[START OF Material for this exercise]
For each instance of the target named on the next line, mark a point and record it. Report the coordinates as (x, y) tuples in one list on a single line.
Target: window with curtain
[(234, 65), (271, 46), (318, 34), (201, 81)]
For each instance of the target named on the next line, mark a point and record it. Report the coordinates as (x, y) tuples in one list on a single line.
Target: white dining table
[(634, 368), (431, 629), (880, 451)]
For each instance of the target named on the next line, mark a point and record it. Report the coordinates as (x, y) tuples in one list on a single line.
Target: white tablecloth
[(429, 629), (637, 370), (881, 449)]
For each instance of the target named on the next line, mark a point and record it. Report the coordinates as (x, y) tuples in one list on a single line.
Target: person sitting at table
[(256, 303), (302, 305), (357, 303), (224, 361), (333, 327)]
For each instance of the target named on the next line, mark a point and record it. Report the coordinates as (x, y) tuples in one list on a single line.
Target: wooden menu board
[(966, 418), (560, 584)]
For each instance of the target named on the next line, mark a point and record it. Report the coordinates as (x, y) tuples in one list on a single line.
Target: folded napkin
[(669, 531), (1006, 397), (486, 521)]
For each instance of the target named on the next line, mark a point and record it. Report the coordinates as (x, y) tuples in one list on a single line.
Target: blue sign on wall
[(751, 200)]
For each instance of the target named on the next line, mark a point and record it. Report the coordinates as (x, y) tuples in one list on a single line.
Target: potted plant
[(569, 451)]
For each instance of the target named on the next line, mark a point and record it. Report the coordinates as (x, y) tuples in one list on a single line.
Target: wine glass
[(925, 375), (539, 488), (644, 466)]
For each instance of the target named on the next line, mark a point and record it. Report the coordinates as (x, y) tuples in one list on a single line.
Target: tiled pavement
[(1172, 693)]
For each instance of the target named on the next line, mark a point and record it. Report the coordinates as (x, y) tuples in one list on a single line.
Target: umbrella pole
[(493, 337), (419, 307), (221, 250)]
[END OF Material for this exercise]
[START OF Material for this exercise]
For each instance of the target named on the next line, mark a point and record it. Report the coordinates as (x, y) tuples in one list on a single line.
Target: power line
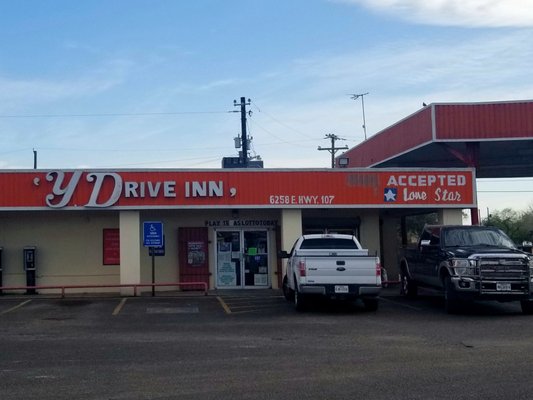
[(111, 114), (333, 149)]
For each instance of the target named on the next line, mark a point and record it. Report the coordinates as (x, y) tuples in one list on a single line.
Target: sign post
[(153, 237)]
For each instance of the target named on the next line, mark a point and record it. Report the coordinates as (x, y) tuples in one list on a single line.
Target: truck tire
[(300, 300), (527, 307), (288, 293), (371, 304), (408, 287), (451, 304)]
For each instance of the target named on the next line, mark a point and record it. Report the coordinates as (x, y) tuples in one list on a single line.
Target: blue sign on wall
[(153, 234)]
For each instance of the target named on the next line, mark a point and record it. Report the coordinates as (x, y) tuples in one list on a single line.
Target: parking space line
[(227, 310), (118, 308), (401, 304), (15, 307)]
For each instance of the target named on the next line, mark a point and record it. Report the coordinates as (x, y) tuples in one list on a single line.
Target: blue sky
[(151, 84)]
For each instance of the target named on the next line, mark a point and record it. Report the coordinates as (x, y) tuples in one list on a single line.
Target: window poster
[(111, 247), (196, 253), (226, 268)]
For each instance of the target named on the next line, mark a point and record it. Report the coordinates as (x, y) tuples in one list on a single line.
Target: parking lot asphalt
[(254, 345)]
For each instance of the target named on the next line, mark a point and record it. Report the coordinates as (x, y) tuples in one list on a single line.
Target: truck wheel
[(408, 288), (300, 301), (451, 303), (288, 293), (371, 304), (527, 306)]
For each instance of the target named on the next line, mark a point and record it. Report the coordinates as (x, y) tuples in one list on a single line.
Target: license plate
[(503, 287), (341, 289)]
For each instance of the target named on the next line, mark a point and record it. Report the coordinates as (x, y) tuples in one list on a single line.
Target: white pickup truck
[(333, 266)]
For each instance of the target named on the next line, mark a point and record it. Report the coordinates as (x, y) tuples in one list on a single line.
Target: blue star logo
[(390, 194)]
[END OF Material for this exercise]
[START OF Material for this exercise]
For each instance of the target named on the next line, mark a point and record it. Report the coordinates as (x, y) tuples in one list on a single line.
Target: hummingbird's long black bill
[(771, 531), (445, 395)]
[END OF Material for this exercise]
Collect every line in the data above that contains the word "blue" and copy each one out in full. Match case exactly.

_Task result:_
Target: blue sign on wall
Target: blue sign on wall
Target: blue sky
Target: blue star logo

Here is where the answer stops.